ENTRIES –
┌──
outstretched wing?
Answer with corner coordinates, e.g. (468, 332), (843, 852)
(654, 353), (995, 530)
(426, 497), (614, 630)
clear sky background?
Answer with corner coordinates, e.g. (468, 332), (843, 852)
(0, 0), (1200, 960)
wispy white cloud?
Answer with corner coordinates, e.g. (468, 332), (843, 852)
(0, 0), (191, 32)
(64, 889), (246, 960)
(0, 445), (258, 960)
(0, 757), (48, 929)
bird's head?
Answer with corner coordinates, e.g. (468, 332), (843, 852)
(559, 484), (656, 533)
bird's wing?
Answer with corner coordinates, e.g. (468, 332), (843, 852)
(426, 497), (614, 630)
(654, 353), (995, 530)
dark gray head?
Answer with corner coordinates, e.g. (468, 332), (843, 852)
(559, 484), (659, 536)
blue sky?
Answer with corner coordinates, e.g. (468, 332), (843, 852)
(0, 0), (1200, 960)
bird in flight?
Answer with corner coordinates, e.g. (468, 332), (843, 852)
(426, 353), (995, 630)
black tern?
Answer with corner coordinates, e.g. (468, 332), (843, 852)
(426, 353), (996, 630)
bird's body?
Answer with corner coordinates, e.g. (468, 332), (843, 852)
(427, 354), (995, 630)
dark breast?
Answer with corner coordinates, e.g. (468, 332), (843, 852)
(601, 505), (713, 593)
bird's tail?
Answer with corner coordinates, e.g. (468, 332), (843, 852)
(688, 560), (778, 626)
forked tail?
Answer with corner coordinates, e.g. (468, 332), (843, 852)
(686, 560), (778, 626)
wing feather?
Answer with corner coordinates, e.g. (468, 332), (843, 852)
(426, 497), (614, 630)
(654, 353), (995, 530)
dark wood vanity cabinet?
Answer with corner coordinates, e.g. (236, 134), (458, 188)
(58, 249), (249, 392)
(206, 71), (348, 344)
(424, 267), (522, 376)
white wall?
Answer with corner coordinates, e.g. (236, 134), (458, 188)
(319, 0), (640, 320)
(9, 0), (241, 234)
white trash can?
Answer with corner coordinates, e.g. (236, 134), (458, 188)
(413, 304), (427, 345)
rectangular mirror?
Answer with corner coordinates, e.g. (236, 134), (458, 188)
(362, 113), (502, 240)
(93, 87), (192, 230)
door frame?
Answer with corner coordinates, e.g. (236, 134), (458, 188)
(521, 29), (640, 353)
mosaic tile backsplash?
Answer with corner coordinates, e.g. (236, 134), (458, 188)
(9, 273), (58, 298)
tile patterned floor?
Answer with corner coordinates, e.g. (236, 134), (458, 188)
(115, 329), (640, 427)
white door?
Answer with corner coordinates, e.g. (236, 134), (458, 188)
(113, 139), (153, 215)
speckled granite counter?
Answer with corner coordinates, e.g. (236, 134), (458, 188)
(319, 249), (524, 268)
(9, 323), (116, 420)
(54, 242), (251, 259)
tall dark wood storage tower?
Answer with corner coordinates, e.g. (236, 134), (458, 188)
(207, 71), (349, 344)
└──
GOAL –
Rewrite every line above, swapping "dark wood" for "walnut" wherever it occurs and changing nothing else.

IN RESPONSE –
outstretched wing?
Answer with corner coordinates, e.g. (468, 332), (843, 852)
(654, 353), (995, 530)
(426, 497), (614, 630)
clear sky background?
Answer with corner coordinates, e.g. (468, 332), (843, 852)
(0, 0), (1200, 960)
wispy white cloud?
Answer with corner coordinates, e.g. (468, 332), (843, 852)
(0, 0), (191, 32)
(64, 889), (246, 960)
(0, 445), (258, 960)
(0, 757), (48, 929)
bird's head?
Answer with corner coordinates, e.g. (468, 332), (843, 852)
(559, 484), (656, 533)
bird's wing?
Answer with corner coordinates, e.g. (468, 332), (843, 852)
(426, 497), (614, 630)
(654, 353), (995, 530)
dark gray head?
Answer with corner coordinates, e.g. (468, 332), (843, 852)
(559, 484), (659, 536)
blue sky?
Answer with corner coordinates, e.g. (468, 332), (843, 852)
(0, 0), (1200, 960)
bird in flight?
Answer with corner coordinates, e.g. (468, 332), (843, 852)
(426, 353), (995, 630)
black tern?
Answer with corner coordinates, e.g. (468, 332), (843, 852)
(426, 353), (996, 630)
bird's body?
Answer with corner coordinates, e.g. (468, 332), (843, 852)
(427, 354), (995, 630)
dark breast?
Answer with corner coordinates, e.g. (468, 332), (843, 852)
(601, 505), (713, 593)
bird's tail?
Answer with corner coordinates, e.g. (468, 332), (843, 852)
(688, 560), (778, 626)
forked tail?
Answer with corner coordinates, e.g. (468, 332), (843, 852)
(686, 560), (778, 626)
wing feather?
Answer with corner coordinates, e.g. (468, 332), (843, 852)
(426, 497), (614, 630)
(654, 353), (995, 530)
walnut vanity cabinet?
Answer with corner coordinates, e.g. (236, 134), (458, 188)
(58, 249), (249, 392)
(206, 71), (348, 344)
(424, 267), (522, 376)
white wall?
Answer with corner coordinates, e.g. (236, 134), (458, 188)
(319, 0), (640, 320)
(9, 0), (241, 234)
white trash can?
Answer with corner coordinates, e.g. (236, 134), (458, 188)
(413, 304), (427, 345)
rectangular mirror?
Answer with corner coordinates, e.g. (236, 134), (458, 188)
(362, 113), (502, 240)
(93, 87), (192, 230)
door frame?
Answer with corner coordinates, e.g. (236, 134), (458, 188)
(521, 29), (640, 353)
mosaic tile backsplash?
Answer with corner coordinates, e.g. (236, 134), (458, 188)
(9, 273), (58, 298)
tile patterned floor?
Answer with corner coordinates, e.g. (236, 134), (458, 188)
(115, 329), (640, 427)
white door?
Answer with corner coordinates, e.g. (236, 134), (458, 188)
(113, 139), (153, 215)
speckled granite counter?
Answer with corner coordinates, e.g. (236, 134), (458, 188)
(319, 249), (524, 268)
(9, 323), (116, 420)
(54, 242), (251, 259)
tall walnut storage tower?
Answer with corner coordinates, e.g. (236, 134), (458, 188)
(207, 71), (349, 344)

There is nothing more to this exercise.